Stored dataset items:
= = = = =

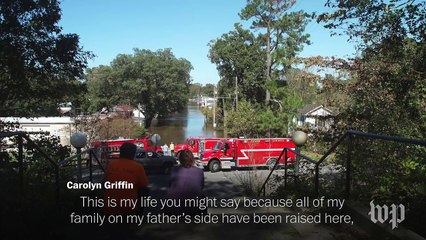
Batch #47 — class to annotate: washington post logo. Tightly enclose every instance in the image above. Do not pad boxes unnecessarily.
[368,200,405,230]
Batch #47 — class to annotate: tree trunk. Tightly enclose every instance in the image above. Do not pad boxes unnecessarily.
[265,23,271,104]
[145,116,154,129]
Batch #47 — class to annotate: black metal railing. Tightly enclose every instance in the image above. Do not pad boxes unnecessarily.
[258,130,426,198]
[59,148,105,181]
[0,131,59,198]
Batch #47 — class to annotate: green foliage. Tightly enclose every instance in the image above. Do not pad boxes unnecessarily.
[87,49,192,128]
[189,83,214,98]
[240,0,309,102]
[209,24,265,102]
[225,101,259,137]
[318,0,426,234]
[0,0,93,116]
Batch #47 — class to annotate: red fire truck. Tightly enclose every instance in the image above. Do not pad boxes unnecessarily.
[175,137,223,158]
[91,138,163,161]
[197,138,296,172]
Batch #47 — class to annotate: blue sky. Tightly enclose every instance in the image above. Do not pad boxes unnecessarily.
[59,0,355,84]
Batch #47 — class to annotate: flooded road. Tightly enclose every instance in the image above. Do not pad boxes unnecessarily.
[150,103,223,145]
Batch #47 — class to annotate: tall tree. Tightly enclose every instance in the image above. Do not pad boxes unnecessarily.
[209,24,265,102]
[240,0,309,103]
[88,49,192,128]
[0,0,92,116]
[318,0,426,227]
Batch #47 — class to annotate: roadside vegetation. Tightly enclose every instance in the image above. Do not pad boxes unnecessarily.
[0,0,426,236]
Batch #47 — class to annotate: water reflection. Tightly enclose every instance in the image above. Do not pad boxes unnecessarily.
[150,103,223,145]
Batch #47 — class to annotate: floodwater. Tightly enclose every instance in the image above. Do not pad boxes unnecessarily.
[150,103,223,145]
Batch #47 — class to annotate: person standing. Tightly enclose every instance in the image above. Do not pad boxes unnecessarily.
[104,142,148,214]
[166,150,206,215]
[170,142,175,156]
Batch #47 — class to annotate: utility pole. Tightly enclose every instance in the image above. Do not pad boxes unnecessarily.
[235,76,238,110]
[213,85,217,129]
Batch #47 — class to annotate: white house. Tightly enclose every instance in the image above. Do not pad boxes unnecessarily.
[294,105,334,129]
[0,117,74,145]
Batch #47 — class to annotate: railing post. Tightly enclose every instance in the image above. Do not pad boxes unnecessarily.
[315,163,319,197]
[18,133,24,194]
[89,149,93,182]
[284,149,288,188]
[294,146,300,187]
[77,148,83,182]
[345,134,354,198]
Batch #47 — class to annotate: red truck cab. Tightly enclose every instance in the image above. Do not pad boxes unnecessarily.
[175,137,222,158]
[197,138,296,172]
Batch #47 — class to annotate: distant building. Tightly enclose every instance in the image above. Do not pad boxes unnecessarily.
[0,105,145,145]
[201,96,216,108]
[294,105,334,130]
[0,116,74,145]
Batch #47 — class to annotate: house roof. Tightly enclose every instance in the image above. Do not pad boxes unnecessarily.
[297,104,333,116]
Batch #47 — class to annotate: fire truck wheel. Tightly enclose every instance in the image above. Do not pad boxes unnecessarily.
[163,163,173,175]
[209,160,220,172]
[266,158,279,170]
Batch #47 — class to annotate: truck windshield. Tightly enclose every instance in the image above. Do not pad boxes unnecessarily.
[213,142,222,150]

= = = = =

** TASK DESCRIPTION **
How many lines in the records above contain the string "fire"? Treat case as significant, and reply with the number alone.

** COMPLETE ANSWER **
2